● **EXERCISE TASK 1**
Please reproduce, line for line and unchanged, all of the records that begin with "POST /point", omitting the pictures.

--- BEGIN ARTICLE ---

Is this something that logind should do as well?

> It may be the case that the event that incremented the count happened
> because a user was trying to cancel the suspend. The user could have
> pressed some keys on the keyboard, touched the trackpad, opened the
> lid, pressed the power button, etc, etc. For the keyboard and
> trackpad these events make their way up to Chrome, which sends a user
> activity message to the power manager. This is a message that Chrome
> sends to the power manager even during regular activity, up to five
> times a second, to prevent the idle timeout from occuring. When the
> power manager sees this user activity message while waiting to retry
> the suspend, it cancels the retry and sends out a DBus signal
> informing the system that the suspend is now complete. For events
> like opening the lid or pressing the power button, the power manager
> monitors those events in /dev/input and simulates a user activity
> message from chrome if any of them fire.
>
>
> Ok so now I can talk about how lucid sleep fits into all of this.
> The
> power manager only considers a suspend attempt successful if the
> write
> to /sys/power/state was successful. If the suspend was successful,
> the power manager then reads another sysfs file
> (/sys/power/wakeup_type in our kernel) to determine if the wakeup
> event was user-triggered.

--- END ARTICLE ---
--- BEGIN RECORDS FOR THE EXERCISE ---

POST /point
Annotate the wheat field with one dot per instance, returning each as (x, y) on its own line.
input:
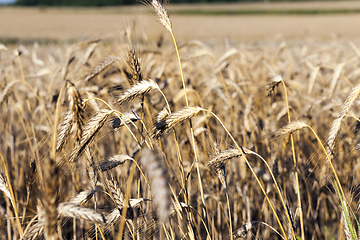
(159, 139)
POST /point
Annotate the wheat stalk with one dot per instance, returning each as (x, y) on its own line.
(89, 132)
(158, 181)
(137, 90)
(75, 211)
(114, 161)
(169, 122)
(101, 66)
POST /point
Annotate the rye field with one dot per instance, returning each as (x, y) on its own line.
(150, 134)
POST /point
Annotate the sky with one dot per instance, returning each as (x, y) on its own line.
(6, 1)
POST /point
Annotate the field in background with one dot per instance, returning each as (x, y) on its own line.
(229, 65)
(64, 24)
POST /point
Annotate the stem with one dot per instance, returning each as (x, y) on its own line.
(252, 171)
(191, 128)
(12, 196)
(296, 174)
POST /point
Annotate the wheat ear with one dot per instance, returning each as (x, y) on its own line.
(170, 121)
(159, 182)
(89, 132)
(101, 66)
(137, 90)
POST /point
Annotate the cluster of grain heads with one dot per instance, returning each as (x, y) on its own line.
(126, 118)
(73, 118)
(90, 130)
(4, 187)
(217, 163)
(134, 64)
(113, 162)
(137, 91)
(162, 13)
(100, 67)
(169, 122)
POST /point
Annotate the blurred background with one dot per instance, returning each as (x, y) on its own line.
(206, 20)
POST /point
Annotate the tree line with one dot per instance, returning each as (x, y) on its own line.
(102, 2)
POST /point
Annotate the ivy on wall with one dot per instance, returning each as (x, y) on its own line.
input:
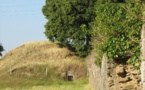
(117, 31)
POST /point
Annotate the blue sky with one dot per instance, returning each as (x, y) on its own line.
(21, 21)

--- END RECORDS FOR THE EXERCISE ---

● **EXERCISE TASK 2**
List every user action that the message about suspend gives as a possible way to cancel it.

● **WRITTEN REPLY 1**
POST /point
Annotate the wheat field with one dot per instance, returning each as (x, y) on its own line.
input:
(159, 139)
POST /point
Annotate the wheat stalk with one dot per instance, returning each as (x, y) on its own line.
(89, 132)
(158, 181)
(137, 90)
(75, 211)
(114, 161)
(169, 122)
(101, 66)
POST /point
Annotate the rye field with one dot per instance, returning each as (x, y) on its own line.
(150, 134)
POST /point
Annotate the sky with one dot per instance, returning each as (x, y) on its own line.
(6, 1)
POST /point
Annotate the field in background with one dot per instance, returning each as (x, y) on its own line.
(229, 65)
(64, 24)
POST /point
Annotate the stem with one dot per instance, returning each as (x, y) on its own line.
(252, 171)
(191, 128)
(12, 196)
(296, 174)
POST /point
Annotate the wheat ear with one dot per instance, returning each as (x, y) on its own line.
(170, 121)
(159, 182)
(89, 132)
(101, 66)
(137, 90)
POST /point
Annotate the cluster of grain heads with one dot per instance, returning each as (x, y) on its own line.
(126, 118)
(73, 118)
(90, 130)
(4, 187)
(217, 163)
(134, 64)
(113, 162)
(137, 91)
(162, 13)
(100, 67)
(169, 122)
POST /point
Annotate the blurred background with one dot per instance, returning each as (x, y) on its own line.
(206, 20)
POST /point
Annotate the tree line with one dot per instance, returning each as (x, y) on its own line.
(102, 2)
POST /point
Annotate the ivy on wall with one dot per instance, returning each as (x, y) on its own line.
input:
(117, 31)
POST /point
Annotate the blue sky with one dot per instance, returning each as (x, y) on its own line.
(21, 21)

● **WRITTEN REPLY 2**
- pressing some keys on the keyboard
- touching the trackpad
- opening the lid
- pressing the power button